What to do: Please copy the data verbatim, starting with the line that contains "draw the outline of riverbank" and going on through the end of the data.

Recorded information:
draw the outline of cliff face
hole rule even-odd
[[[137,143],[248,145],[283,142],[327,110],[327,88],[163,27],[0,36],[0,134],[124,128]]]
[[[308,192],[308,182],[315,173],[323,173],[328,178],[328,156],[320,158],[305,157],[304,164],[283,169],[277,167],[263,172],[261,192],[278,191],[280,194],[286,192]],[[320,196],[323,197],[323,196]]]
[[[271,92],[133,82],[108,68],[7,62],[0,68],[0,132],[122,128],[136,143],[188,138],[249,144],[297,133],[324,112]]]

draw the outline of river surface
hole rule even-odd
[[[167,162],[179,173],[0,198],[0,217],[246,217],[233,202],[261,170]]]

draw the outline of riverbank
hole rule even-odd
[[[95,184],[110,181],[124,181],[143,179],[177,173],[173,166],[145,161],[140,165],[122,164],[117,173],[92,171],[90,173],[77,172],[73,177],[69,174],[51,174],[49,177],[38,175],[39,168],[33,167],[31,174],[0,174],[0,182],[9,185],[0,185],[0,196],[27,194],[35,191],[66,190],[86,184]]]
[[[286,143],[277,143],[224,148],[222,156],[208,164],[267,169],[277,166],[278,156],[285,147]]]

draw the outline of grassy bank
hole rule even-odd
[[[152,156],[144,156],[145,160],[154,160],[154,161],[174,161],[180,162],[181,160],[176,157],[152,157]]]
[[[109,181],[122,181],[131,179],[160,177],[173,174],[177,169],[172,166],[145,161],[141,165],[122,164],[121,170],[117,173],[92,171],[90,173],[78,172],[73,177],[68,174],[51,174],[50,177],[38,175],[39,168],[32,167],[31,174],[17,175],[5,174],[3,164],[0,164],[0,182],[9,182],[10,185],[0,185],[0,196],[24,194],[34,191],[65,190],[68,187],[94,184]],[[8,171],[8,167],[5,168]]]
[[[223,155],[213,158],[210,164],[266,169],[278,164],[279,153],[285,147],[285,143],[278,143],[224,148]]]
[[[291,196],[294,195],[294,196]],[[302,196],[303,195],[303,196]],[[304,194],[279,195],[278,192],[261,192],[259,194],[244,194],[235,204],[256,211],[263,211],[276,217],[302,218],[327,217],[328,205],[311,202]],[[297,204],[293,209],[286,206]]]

Problem solution:
draw the outline of riverbank
hole rule even-odd
[[[95,184],[110,181],[124,181],[143,179],[177,173],[173,166],[145,161],[140,165],[122,164],[117,173],[92,171],[90,173],[77,172],[73,177],[69,174],[51,174],[49,177],[38,175],[39,168],[33,167],[31,174],[0,174],[0,182],[9,185],[0,185],[0,196],[27,194],[35,191],[66,190],[86,184]]]
[[[286,143],[277,143],[224,148],[222,156],[208,164],[267,169],[277,166],[278,156],[285,147]]]

draw the outline of grassy bank
hole rule even-odd
[[[152,156],[144,156],[145,160],[154,160],[154,161],[174,161],[180,162],[181,160],[176,157],[152,157]]]
[[[109,181],[122,181],[131,179],[160,177],[173,174],[177,169],[172,166],[145,161],[141,165],[122,164],[121,170],[117,173],[92,171],[90,173],[78,172],[73,177],[68,174],[51,174],[50,177],[38,175],[39,168],[32,167],[31,174],[17,175],[5,174],[3,164],[0,164],[0,182],[9,182],[10,185],[0,185],[0,196],[24,194],[34,191],[65,190],[68,187],[94,184]],[[8,171],[8,167],[5,168]]]
[[[223,155],[213,158],[210,164],[266,169],[278,164],[279,153],[285,147],[285,143],[278,143],[224,148]]]
[[[291,196],[294,195],[294,196]],[[302,196],[303,195],[303,196]],[[304,194],[279,195],[278,192],[261,192],[259,194],[244,194],[235,204],[256,211],[263,211],[276,217],[302,218],[327,217],[328,205],[311,202]],[[297,204],[293,209],[286,206]]]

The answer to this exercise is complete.